> SOURCE EXTRACT
Rising through the ranks as an RAF Cadet volunteer

Today (June 26) is a national celebration of cadets as part of Armed Forces Week. Bernicia Finance and Insurance Officer Caroline Hodgson explains why she volunteers for the 2505 (Bishop Auckland) Royal Air Force Cadets. Here’s her story:

“I first became aware of the Air Cadets when my son attended a careers day at school and an electrical engineer from the RAF attended.

“I’m not sure Kieran, my son, heard all that was being said as his main focus was on the money they get paid!

“Yet from there he decided he wanted to join the RAF, he was 13 at time, so we found out that there was an Air Cadet Squadron five minutes’ drive from where we lived. When we attended to see about him joining it turned out that I knew the Officer Commanding (OC) and some of the staff but I never knew that it was there. I listened to all the things they had the opportunity of doing and was so pleased he decided to join. That was October 2009.

“Three months later, they held their Squadron presentation night and on the back of the program it said they were looking for people to join the Civilian Committee – so I decided to attend the first meeting.

“At the end of the meeting I was appointed Civ Comm Secretary and that’s where my adventures with the Cadets began. 

“As time progressed, I was asked to join as a Civilian Instructor (CI) and work more closely with the cadets. My first reaction was yes but then I started thinking more about it and what is it I could give back – I had no military experience and didn’t know much about the corps, only what I had seen others show or teach them. Although I still had reservations, I couldn’t stop myself saying “YES!”

“In late 2012 I attended an introduction to the Duke of Edinburgh Award course and became hooked! I started talking more with the OC and arranging for more camping expeditions and completing forms so cadets could get their bronze awards.

In 2016 an off the cuff remark from the OC to me one parade evening was about to change my life.  The words he said were: “You should be in uniform” and my instant reaction was “OK”.

“We then started talking more about the different uniformed roles, of being an Officer or an SNCO. I choose the SNCO role, so in February 2016 I went to an introduction to SNCO evening and arranged my panel interview. I was no longer Civilian Instructor Hodgson, I was now Adult Sergeant Hodgson.

> SUPPLIED DATA
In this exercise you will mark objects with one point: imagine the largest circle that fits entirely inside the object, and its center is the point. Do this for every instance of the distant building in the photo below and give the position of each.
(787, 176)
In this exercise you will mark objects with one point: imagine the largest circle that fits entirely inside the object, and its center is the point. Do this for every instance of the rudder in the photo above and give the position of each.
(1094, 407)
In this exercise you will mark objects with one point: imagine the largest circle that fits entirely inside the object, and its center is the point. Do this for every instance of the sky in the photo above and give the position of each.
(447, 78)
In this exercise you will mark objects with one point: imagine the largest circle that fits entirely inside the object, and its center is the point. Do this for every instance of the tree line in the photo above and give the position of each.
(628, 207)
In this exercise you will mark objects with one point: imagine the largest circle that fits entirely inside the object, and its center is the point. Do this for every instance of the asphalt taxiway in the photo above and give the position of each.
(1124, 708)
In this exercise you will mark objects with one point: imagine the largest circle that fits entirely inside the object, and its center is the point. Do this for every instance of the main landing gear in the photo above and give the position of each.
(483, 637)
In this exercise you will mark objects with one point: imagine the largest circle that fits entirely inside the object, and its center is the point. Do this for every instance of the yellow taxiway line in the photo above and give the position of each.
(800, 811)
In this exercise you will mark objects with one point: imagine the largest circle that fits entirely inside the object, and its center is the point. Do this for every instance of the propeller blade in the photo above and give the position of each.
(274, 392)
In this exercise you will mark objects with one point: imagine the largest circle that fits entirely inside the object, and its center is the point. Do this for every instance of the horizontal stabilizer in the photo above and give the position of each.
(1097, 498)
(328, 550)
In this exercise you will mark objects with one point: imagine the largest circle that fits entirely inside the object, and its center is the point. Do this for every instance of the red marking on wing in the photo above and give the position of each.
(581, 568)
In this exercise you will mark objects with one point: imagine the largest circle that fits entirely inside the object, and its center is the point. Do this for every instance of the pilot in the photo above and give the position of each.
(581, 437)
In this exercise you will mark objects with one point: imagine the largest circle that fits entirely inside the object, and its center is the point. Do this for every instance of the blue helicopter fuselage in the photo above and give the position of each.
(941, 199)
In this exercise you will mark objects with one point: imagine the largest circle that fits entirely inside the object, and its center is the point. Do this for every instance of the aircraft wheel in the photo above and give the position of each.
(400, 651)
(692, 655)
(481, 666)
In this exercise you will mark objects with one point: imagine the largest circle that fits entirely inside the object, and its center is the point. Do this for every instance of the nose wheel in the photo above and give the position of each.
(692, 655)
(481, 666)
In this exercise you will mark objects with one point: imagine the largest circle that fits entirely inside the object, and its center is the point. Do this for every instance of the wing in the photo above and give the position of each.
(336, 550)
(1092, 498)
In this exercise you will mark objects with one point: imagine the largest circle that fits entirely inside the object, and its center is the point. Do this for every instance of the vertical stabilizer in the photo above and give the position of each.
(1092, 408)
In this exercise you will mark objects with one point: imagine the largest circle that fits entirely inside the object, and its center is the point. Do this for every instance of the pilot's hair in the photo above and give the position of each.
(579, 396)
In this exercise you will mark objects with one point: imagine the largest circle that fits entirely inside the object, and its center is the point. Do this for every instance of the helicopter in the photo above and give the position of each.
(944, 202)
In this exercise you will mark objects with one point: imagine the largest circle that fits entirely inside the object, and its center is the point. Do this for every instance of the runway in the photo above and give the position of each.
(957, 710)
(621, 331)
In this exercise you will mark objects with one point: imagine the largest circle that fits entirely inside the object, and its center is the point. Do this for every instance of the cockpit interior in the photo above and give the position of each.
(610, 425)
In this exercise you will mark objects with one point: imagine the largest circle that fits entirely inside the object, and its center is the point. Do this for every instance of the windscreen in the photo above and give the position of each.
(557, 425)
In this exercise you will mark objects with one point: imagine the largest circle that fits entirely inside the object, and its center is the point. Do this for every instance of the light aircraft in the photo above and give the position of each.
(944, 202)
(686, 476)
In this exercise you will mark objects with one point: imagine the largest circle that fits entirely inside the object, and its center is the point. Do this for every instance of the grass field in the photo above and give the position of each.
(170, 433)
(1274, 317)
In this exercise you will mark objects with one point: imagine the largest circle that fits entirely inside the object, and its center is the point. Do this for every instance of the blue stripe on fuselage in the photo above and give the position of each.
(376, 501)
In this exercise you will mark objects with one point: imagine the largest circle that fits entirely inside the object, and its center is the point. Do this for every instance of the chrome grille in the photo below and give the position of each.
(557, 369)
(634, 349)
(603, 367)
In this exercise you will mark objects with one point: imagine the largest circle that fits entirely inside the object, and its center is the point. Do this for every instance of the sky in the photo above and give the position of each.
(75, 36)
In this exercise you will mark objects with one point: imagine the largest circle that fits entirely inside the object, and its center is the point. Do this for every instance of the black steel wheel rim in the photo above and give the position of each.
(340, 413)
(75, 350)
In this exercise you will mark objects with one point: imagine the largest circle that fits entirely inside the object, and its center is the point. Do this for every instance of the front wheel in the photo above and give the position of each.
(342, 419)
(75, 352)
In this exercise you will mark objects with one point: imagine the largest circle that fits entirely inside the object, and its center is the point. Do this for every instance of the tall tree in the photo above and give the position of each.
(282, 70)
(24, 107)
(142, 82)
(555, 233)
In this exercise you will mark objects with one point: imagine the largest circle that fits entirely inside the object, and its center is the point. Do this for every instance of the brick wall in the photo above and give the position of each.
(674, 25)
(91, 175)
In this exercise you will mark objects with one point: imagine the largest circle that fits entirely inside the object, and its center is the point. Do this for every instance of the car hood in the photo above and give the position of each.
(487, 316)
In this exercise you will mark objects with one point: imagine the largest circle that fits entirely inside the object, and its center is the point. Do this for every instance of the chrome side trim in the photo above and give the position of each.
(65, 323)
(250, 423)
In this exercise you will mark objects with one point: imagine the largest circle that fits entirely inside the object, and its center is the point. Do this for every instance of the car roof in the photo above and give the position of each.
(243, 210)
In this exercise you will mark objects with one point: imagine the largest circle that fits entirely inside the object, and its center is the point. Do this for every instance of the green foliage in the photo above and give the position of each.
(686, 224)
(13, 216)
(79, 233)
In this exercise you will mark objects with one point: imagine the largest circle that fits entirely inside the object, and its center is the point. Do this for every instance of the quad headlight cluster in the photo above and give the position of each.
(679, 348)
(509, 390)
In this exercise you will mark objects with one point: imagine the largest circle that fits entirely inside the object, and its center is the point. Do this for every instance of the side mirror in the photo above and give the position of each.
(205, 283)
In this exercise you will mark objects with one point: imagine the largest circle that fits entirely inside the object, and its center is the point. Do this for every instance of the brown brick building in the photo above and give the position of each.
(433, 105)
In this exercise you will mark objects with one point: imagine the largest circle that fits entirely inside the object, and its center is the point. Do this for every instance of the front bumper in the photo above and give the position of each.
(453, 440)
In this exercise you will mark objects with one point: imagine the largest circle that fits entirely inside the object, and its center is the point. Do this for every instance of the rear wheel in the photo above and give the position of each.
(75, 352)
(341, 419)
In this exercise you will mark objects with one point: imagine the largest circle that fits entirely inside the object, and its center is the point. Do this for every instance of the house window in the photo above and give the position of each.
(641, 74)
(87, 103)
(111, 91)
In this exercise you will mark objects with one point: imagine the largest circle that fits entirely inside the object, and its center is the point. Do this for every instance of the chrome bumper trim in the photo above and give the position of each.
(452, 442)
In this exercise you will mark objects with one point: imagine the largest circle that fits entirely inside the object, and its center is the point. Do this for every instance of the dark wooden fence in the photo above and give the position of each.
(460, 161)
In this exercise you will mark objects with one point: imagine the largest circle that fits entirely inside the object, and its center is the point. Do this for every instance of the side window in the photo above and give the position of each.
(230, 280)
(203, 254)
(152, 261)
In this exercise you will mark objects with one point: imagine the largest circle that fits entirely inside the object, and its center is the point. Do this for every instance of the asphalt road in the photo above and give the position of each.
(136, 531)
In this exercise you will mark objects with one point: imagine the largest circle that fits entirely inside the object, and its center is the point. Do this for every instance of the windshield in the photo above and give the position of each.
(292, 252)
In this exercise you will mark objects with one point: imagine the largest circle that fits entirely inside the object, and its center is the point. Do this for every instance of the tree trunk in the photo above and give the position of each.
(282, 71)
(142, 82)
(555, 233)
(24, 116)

> TO DO
1 > Below the items, copy from the RAF cadet volunteer story the part that opens with the words containing "In 2016 an off" and closes with "Adult Sergeant Hodgson.", keeping every word unchanged.
2 > According to the RAF cadet volunteer story, what position was Caroline Hodgson appointed to at the end of the first Civilian Committee meeting?
3 > Go on with the RAF cadet volunteer story from its last sentence.

> RESULTS IN ORDER
1 >
In 2016 an off the cuff remark from the OC to me one parade evening was about to change my life.  The words he said were: “You should be in uniform” and my instant reaction was “OK”.

“We then started talking more about the different uniformed roles, of being an Officer or an SNCO. I choose the SNCO role, so in February 2016 I went to an introduction to SNCO evening and arranged my panel interview. I was no longer Civilian Instructor Hodgson, I was now Adult Sergeant Hodgson.

2 > Civ Comm Secretary

3 >
“I’ve had so many amazing experiences. Arnhem was an immensely proud affair and is so hard to describe, it truly is something you have to be there to believe.

“I will admit, marching home after a 15km hike with full combat uniform in blazing temperatures, the tears aren’t from exhaustion or the joy of seeing the finishing line, they are from the pride you feel hearing the people of Arnhem clapping and the shouts of “Thank You!” Since our first expedition I have taken us every year. For more information as to why it is so poignant click here

“Last year I led a party of six cadets from 2505 Bishop Auckland Squadron crossing the three longest suspension bridges in England, Scotland and Wales. Over 23.5 hours, we marched over The Forth Road Bridge – 36th longest suspension bridge in the world measuring 1,006 metres, The Humber Bridge – 9th longest suspension bridge in the world measuring 1,410 metres and The Severn Bridge – 38th longest suspension bridge in the world measuring 988 metres.

“Bernicia has backed our adventure with a contribution from the Community Investment Fund to pay for T-shirts sporting the air cadets’ logo.

“So what happened to my son that started all this journey?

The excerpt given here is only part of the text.